[The data Boundary: Start]

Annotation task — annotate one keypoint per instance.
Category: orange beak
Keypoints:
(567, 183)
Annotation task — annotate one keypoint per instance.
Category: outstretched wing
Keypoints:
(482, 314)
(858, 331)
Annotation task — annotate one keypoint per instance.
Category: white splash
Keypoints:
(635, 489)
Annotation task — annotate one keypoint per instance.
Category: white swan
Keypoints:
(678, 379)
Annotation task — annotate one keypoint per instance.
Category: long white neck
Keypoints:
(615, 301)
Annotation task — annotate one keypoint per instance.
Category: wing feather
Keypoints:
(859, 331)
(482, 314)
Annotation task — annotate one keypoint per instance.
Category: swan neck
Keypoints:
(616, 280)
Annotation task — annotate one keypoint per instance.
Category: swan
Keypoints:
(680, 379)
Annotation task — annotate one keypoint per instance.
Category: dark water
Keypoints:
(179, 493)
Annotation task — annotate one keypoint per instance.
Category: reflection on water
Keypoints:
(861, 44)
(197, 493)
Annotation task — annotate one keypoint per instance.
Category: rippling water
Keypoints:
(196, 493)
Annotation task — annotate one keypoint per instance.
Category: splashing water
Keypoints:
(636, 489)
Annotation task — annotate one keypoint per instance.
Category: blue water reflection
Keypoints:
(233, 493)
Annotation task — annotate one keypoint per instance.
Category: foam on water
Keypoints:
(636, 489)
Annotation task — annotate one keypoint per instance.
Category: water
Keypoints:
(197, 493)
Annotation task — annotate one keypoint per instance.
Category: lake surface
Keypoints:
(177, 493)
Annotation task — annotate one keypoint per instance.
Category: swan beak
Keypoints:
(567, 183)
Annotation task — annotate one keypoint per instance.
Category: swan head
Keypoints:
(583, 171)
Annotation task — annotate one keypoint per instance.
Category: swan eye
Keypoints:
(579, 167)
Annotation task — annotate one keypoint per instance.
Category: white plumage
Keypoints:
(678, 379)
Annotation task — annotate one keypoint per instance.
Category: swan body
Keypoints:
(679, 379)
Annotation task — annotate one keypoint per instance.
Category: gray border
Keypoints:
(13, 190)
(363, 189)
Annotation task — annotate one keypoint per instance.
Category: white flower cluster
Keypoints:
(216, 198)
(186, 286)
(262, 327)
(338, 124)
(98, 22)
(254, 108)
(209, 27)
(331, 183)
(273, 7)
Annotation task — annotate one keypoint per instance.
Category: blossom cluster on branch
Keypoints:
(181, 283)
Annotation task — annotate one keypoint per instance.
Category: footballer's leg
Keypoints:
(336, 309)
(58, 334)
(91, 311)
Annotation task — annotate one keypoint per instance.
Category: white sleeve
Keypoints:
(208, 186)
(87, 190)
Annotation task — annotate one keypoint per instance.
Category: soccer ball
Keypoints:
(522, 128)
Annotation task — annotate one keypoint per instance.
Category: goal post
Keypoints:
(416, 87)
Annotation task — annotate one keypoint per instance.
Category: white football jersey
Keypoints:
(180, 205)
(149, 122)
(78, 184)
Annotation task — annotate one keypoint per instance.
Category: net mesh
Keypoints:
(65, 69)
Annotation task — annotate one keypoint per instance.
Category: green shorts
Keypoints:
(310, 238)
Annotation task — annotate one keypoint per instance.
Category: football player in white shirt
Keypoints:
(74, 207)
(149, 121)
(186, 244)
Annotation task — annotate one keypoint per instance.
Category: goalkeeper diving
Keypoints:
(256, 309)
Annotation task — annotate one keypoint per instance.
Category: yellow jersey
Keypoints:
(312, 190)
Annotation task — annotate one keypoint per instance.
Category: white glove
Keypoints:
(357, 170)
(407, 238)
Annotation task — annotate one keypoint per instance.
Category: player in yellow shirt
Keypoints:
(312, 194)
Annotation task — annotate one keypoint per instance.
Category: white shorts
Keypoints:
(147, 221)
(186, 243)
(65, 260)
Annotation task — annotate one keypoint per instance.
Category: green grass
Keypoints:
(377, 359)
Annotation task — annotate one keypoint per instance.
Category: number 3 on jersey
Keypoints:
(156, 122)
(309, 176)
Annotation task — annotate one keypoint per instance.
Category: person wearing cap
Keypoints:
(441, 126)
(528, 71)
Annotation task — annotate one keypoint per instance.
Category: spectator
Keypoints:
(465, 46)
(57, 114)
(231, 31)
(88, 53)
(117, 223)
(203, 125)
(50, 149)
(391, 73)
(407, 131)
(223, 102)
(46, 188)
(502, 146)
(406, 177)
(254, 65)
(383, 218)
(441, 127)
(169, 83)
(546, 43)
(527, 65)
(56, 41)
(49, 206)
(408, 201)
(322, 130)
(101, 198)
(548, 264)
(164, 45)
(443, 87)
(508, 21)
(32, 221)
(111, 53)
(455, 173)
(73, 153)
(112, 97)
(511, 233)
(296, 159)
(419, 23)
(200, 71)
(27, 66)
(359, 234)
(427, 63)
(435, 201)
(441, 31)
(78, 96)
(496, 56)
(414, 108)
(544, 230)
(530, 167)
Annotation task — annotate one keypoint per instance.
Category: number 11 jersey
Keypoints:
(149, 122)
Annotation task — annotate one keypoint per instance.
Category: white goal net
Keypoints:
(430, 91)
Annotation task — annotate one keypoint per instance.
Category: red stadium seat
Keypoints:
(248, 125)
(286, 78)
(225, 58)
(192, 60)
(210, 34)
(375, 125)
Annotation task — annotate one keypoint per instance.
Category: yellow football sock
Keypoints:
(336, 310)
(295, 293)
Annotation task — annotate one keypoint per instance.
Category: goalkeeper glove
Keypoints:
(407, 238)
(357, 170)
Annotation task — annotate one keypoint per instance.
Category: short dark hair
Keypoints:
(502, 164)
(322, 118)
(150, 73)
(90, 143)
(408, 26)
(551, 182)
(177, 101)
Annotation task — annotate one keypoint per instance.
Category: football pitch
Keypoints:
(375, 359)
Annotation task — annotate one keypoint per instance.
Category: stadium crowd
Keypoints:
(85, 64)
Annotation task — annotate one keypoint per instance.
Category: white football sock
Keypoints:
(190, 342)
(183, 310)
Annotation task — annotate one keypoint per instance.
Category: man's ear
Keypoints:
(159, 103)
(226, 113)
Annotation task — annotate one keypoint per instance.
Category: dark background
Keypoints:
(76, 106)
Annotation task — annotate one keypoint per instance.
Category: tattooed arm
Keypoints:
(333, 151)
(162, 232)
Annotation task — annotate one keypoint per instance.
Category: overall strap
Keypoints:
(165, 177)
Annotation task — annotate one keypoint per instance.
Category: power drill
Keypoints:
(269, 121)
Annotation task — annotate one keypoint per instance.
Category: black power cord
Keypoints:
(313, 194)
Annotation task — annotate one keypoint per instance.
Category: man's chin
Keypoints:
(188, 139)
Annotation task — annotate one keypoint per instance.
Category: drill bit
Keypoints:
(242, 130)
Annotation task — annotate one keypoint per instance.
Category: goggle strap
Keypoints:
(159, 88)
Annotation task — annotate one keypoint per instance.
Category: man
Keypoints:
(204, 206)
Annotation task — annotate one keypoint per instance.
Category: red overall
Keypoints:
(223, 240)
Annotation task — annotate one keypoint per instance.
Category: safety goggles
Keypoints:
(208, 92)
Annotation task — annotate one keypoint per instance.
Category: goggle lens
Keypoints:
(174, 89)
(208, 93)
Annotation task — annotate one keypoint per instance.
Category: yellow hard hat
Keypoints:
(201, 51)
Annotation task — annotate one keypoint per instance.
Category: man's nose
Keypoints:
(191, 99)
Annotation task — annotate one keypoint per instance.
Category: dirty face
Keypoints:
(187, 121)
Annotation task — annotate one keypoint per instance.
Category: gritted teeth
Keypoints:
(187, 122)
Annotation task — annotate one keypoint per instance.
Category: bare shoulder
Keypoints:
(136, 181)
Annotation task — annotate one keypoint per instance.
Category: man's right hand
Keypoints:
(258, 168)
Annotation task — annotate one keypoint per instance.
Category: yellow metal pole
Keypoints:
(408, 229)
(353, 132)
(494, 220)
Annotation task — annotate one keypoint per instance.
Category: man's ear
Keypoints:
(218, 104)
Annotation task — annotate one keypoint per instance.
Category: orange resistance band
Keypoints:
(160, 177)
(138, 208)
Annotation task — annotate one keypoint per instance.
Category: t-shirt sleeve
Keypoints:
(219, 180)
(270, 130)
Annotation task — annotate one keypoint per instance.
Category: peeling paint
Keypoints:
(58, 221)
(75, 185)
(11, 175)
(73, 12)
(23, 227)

[The data Boundary: End]

Assignment
Look in the material above for the line with "Category: red overall" and the line with "Category: man's nose", and transcribe exactly those lines and all lines between them, nothing more.

Solved exercise
Category: red overall
Keypoints:
(223, 240)
Annotation task — annotate one keypoint per instance.
Category: safety goggles
Keypoints:
(208, 92)
Annotation task — annotate one keypoint per instance.
Category: goggle lens
Keypoints:
(174, 89)
(208, 93)
Annotation task — annotate one keypoint per instance.
Category: yellow hard hat
Keypoints:
(201, 51)
Annotation task — annotate one keypoint per instance.
Category: man's nose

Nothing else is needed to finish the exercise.